# START OF Material for this task
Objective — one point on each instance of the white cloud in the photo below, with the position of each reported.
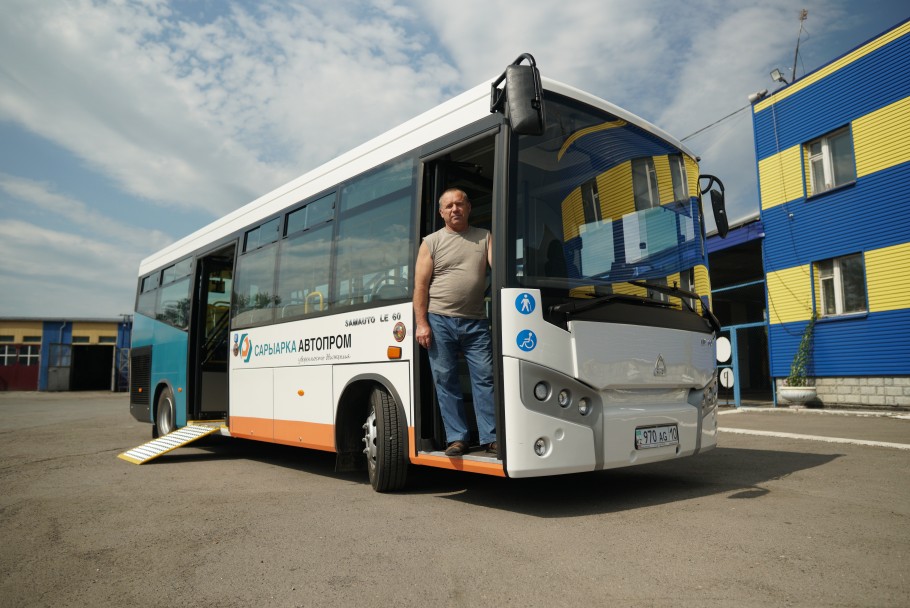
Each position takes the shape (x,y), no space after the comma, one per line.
(209,108)
(75,276)
(211,115)
(80,215)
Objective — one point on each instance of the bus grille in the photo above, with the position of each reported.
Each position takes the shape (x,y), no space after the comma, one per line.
(140,375)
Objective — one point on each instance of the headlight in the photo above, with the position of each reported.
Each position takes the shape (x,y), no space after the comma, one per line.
(584,406)
(709,399)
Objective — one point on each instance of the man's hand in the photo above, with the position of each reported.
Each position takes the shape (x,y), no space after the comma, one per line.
(424,335)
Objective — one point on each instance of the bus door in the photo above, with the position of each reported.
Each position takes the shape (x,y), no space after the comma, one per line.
(210,337)
(469,166)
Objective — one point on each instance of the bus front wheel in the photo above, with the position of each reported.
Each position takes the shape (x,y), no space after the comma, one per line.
(164,414)
(384,443)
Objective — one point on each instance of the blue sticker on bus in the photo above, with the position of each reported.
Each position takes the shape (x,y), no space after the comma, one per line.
(526,340)
(525,303)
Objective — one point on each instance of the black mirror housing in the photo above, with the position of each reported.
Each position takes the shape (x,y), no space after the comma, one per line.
(521,99)
(720,213)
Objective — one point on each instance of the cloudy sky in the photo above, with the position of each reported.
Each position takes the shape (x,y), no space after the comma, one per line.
(125,125)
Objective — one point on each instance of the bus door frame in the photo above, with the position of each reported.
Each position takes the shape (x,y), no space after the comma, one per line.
(197,405)
(432,182)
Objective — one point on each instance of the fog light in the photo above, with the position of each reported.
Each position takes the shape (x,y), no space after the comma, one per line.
(584,406)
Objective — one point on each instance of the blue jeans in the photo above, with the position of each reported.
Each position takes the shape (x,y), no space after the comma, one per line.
(472,338)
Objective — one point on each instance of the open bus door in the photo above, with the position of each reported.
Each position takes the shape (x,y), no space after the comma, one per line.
(210,340)
(467,165)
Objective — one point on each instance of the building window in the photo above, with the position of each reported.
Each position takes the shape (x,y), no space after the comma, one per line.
(7,355)
(28,355)
(644,184)
(678,178)
(830,161)
(842,285)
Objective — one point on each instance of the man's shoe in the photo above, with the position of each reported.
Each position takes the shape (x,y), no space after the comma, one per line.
(456,448)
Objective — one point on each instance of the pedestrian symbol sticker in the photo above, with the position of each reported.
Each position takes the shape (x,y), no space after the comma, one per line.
(525,303)
(526,340)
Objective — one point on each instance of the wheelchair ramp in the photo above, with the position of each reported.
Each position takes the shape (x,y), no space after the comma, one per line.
(179,438)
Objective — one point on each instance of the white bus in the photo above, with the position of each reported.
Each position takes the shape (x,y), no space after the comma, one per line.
(290,320)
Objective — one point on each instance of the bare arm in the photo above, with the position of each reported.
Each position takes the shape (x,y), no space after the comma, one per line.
(422,274)
(490,251)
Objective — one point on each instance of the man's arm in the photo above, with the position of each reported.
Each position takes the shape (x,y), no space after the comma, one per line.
(422,274)
(490,250)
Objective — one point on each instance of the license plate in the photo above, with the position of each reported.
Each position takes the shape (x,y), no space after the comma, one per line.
(656,437)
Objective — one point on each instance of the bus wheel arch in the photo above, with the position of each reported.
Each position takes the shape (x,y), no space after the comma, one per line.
(165,413)
(371,434)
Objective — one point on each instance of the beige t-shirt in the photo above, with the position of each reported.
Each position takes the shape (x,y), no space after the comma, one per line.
(459,272)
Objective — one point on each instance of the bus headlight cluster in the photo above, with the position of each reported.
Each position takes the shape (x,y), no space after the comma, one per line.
(584,406)
(543,391)
(709,397)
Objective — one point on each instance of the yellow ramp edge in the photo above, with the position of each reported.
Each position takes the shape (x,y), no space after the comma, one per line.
(179,438)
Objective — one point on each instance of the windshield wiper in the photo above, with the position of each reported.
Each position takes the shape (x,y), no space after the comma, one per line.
(684,295)
(579,305)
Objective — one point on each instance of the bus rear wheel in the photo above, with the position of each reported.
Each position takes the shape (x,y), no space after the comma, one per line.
(384,443)
(165,414)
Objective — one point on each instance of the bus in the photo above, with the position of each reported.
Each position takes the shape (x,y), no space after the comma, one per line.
(290,320)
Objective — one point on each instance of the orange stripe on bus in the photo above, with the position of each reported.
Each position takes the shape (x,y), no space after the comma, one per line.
(289,432)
# END OF Material for this task
→ Problem to work on
Pull every line of the records above out word for word, leaving out the pictures.

→ Answer to this task
Objective — one point on each instance of the white cloud in the photo below, with the position of each reported.
Each position takes the shape (x,y), no space after the comma, one per line.
(209,108)
(75,276)
(211,115)
(80,215)
Objective — one point on each instance of the bus grille in the photo above, with the position of each reported.
Each position takes the shape (x,y), no space after the comma, one per line.
(140,375)
Objective — one point on each instance of the headlight in the photo above, with the position of each reported.
Each position takes the shape (x,y), no space after the comma, one per line.
(584,406)
(709,399)
Objective — one point on each instance of the man's hand in the photo above, with the position of each reported.
Each position takes the shape (x,y), no space after the comma, one per line.
(424,335)
Objective — one point on each instance of the bus door in the photo above, with the position of each reported.
Each position takes the shape (x,y), no space after the comma, one per line.
(210,337)
(469,166)
Objective — one point on each instance of the bus front wheel in the photo above, with the position of each reported.
Each position takes the shape (x,y), no space after the comma, one per line.
(164,414)
(384,443)
Objective — one point on each instance of the blue sticker on bus in the photo above, with the position of each reported.
Each position takes the shape (x,y), no space after the comma, one per line.
(526,340)
(525,303)
Objective — one point on each instance of the black mirror housing in the photo above, with the position of each reported.
Each position takes the shape (x,y), no space after the comma, one per line.
(521,99)
(720,213)
Objective — one point on each instance of the cloudy sky in the photo above, with the position of each reported.
Each position takes the shape (x,y), no space after the comma, one per line.
(125,125)
Objective — one point on each instance of the bus door frame in the photo above, with the position of each reported.
Each position takes the shape (x,y), no space after the comma, one per line.
(197,405)
(432,182)
Objective — one point on each instance of the fog light in the photo above, with the position of each reported.
Each position takes the shape (x,y), no space after the comma, one per line.
(584,406)
Objective — one point on each instance of the blue jeans in the photo above, with the position of each reported.
Each position takes the shape (x,y), no space after the comma, one per line.
(472,338)
Objective — one point on each instance of the open bus door in the photo above, with the position of each reported.
Each position takes the shape (x,y), no space after the comma, one per line.
(210,340)
(467,165)
Objective — one point on each instance of the building window in the photo above, with the position of each reported.
Each position takes the shape (x,y), no space after the comma, one per line.
(7,355)
(28,355)
(644,184)
(678,178)
(830,161)
(842,285)
Objective — one point on each instance of the man's shoe in the photo above, with the position of each reported.
Each position takes the shape (x,y), no space after the comma, one per line.
(456,448)
Objective — one point on each instance of the pedestrian symbol sticker in the photo above, with the position of each reported.
Each position takes the shape (x,y), no space after the comma, one per line.
(525,303)
(526,340)
Objective — one point on each instance of the wheelchair ramp in the photo above, with the position of each reported.
Each position takes the shape (x,y), no space after the comma, one per line.
(179,438)
Objective — one point on each instance of the white bus in the photo above, with the position of each reported.
Each position takes the shape (x,y), no space after the comma, one per line.
(290,320)
Objective — one point on each instance of the bare arm in the photo above, with the position of each reported.
Each position takes the shape (x,y), no space after the comma, one per line.
(422,274)
(490,251)
Objective — one point on each instance of the man's arm in the photo above, with the position of each reported.
Each position takes the shape (x,y), no space after the comma, one per line.
(422,274)
(490,250)
Objective — one point on each instance of the license plate in the photo above, with the position of each reported.
Each position takes the shape (x,y), no space after the comma, one per line.
(656,437)
Objective — one point on each instance of the bus wheel arch in the photo above, with the position of each reported.
Each position takes the shape (x,y), no space after the comma, one per line.
(165,413)
(371,434)
Objective — one point on each instance of the beige t-shirt in the photo above, with the position of each reported.
Each position takes the shape (x,y), no space after the comma, one per line.
(459,272)
Objective — one point on each instance of the bus headlight cluster in the photo above, with the position of each reported.
Each position takes the shape (x,y), no space after the comma, one per line.
(584,406)
(543,391)
(709,397)
Objective — one point on each instance of the yellow ramp edge in the photo above, with the position of each reported.
Each position takes the shape (x,y), no space after the comma, one per line.
(179,438)
Objective — one point on each instance of the windshield wiper in the photo above, with the position of each reported.
Each position takes the shape (x,y), no space after the comma, one per line.
(684,295)
(579,305)
Objective — one point on each instance of the bus rear wheel in the photo above, with the position of each reported.
Each position takes the shape (x,y), no space after the comma, one per line.
(384,443)
(165,414)
Objective — one point on each instance of the bus in the photo above, with the position of each reported.
Each position takes the shape (x,y), no space after the comma, one per line.
(290,320)
Objective — one point on each instance of the orange stripe on bus in the photo above, with the position of each reported.
Each position takes the shape (x,y), no space after the comma, one per line.
(289,432)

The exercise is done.